● **TASK DIRECTIONS**: Render every line of the records below as a numbered list, omitting blank lines and leaving out the pictures.

● **DATA SHOWN**:

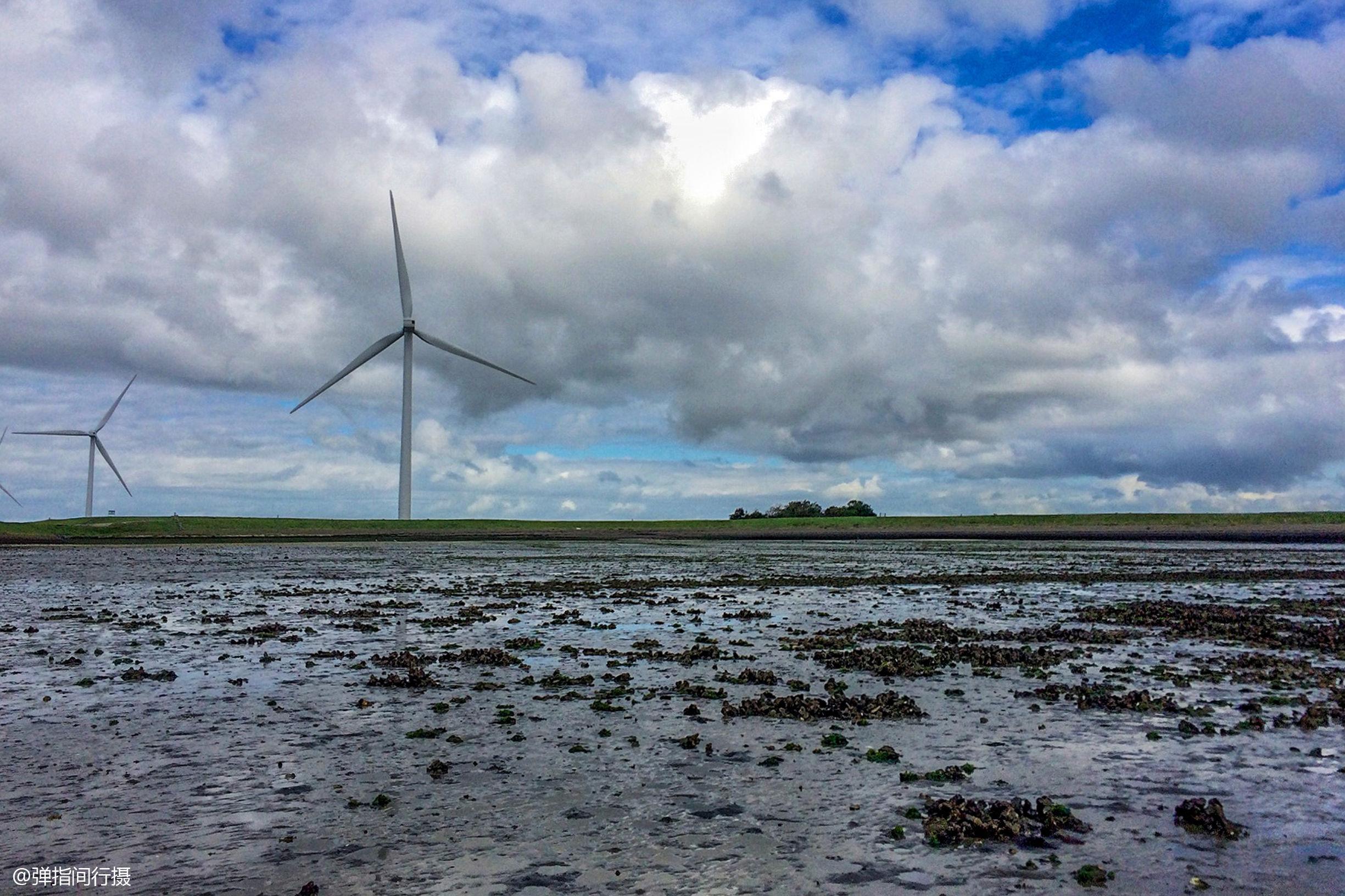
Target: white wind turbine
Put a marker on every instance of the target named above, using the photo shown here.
(408, 330)
(92, 435)
(2, 485)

● **ANSWER**:
1. Target: white wind turbine
2. Put a marker on every instance of the target named above, using the photo shown here.
3. (408, 330)
4. (92, 435)
5. (2, 485)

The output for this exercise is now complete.